[Einträge mit Punktmarkierungen für benannte Objekte]
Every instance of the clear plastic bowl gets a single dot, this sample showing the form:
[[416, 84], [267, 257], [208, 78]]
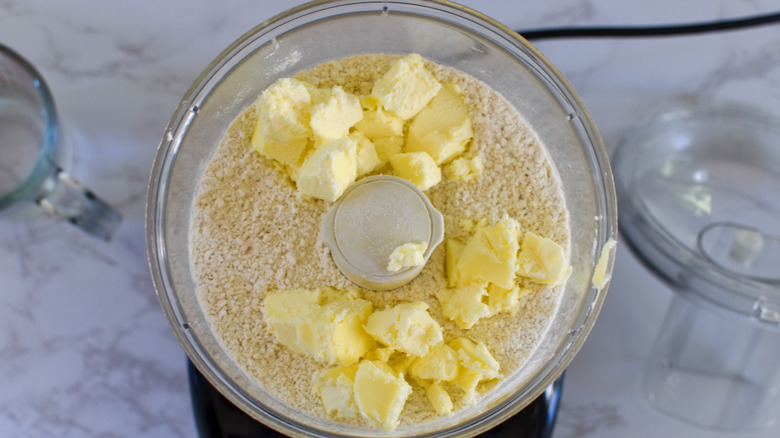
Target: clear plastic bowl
[[441, 32], [698, 187]]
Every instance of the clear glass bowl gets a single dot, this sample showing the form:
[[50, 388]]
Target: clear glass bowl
[[441, 32], [698, 186]]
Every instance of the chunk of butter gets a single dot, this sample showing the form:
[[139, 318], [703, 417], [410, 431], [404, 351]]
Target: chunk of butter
[[281, 311], [600, 277], [416, 167], [443, 127], [541, 259], [477, 364], [333, 112], [464, 304], [376, 122], [380, 394], [490, 255], [464, 168], [407, 255], [405, 327], [335, 388], [282, 131], [439, 398], [330, 332], [406, 87], [329, 169], [453, 250], [440, 364]]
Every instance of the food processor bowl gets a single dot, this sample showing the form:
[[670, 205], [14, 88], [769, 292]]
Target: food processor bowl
[[447, 34]]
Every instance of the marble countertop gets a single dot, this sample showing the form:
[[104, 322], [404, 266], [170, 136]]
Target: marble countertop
[[85, 349]]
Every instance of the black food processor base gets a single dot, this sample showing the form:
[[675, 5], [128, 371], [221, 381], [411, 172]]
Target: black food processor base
[[217, 417]]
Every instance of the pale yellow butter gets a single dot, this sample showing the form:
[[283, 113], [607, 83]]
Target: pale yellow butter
[[380, 394], [407, 255], [600, 277], [453, 250], [439, 398], [405, 327], [329, 169], [282, 130], [333, 112], [541, 259], [490, 255], [440, 364], [464, 304], [376, 122], [416, 167], [443, 127], [281, 311], [406, 87], [335, 388], [476, 365], [330, 332]]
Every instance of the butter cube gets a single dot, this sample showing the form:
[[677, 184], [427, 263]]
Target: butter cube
[[416, 167], [366, 156], [464, 304], [453, 250], [406, 87], [405, 327], [333, 333], [333, 112], [477, 364], [330, 333], [281, 310], [474, 356], [541, 259], [283, 111], [329, 169], [439, 398], [282, 132], [335, 388], [379, 393], [464, 168], [439, 364], [443, 127], [490, 255], [377, 122], [407, 255]]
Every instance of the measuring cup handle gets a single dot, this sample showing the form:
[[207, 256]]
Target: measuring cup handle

Zu erstellen:
Gib sämtliche Zeilen oben wortgetreu und in derselben Reihenfolge aus, lass dabei aber die Bilder weg.

Vollständige Ausgabe:
Every instance of the clear plastic bowl gets a single dot, this sample showing the form:
[[416, 84], [267, 257], [208, 78]]
Target: clear plastic bowl
[[441, 32], [698, 187]]
Every instance of the clear glass bowl gets a single dot, this sample showing the form:
[[50, 388]]
Target: clear glass bowl
[[441, 32], [698, 186]]
Every instance of the chunk of butter gets a single dot, this sample showing the form:
[[139, 318], [703, 417], [410, 431], [404, 351]]
Target: chunk of butter
[[281, 311], [600, 277], [416, 167], [443, 127], [541, 259], [477, 364], [333, 112], [464, 304], [376, 122], [380, 394], [490, 255], [464, 168], [407, 255], [405, 327], [335, 388], [282, 131], [439, 398], [330, 332], [406, 87], [329, 169], [453, 250], [440, 364]]
Every instance of the food processor bowl gets a single dot, this sample showing the form:
[[670, 205], [14, 88], [769, 292]]
Target: food processor bowl
[[447, 34]]
Every instance of the marble countertop gets a single dot, this sample showing the form:
[[104, 322], [404, 266], [170, 136]]
Target: marble countertop
[[85, 349]]
Every instance of the black food processor base gets a single dot, this sample showing the form:
[[675, 5], [128, 371], [221, 381], [411, 172]]
Target: black food processor base
[[217, 417]]
Every instance of the pale yellow butter gets a single dot, this sample showing the form:
[[283, 113], [607, 83]]
Target: pale yellow butter
[[380, 394], [407, 255], [600, 277], [453, 250], [439, 398], [405, 327], [329, 169], [282, 130], [333, 112], [541, 259], [490, 255], [440, 364], [464, 304], [376, 122], [416, 167], [443, 127], [281, 311], [406, 87], [335, 388], [476, 365], [330, 332]]
Every instance of the butter cube gets a single dot, this sample showing the form:
[[677, 184], [427, 263]]
Target: butter cube
[[416, 167], [366, 156], [464, 304], [453, 250], [406, 87], [405, 327], [333, 333], [333, 112], [477, 364], [330, 333], [281, 310], [474, 356], [541, 259], [283, 111], [329, 169], [439, 398], [282, 132], [335, 388], [379, 393], [464, 168], [439, 364], [443, 127], [490, 255], [377, 122], [407, 255]]
Every instance of the measuring cup handle gets a single dot, this sample showing the form:
[[207, 256]]
Target: measuring cup handle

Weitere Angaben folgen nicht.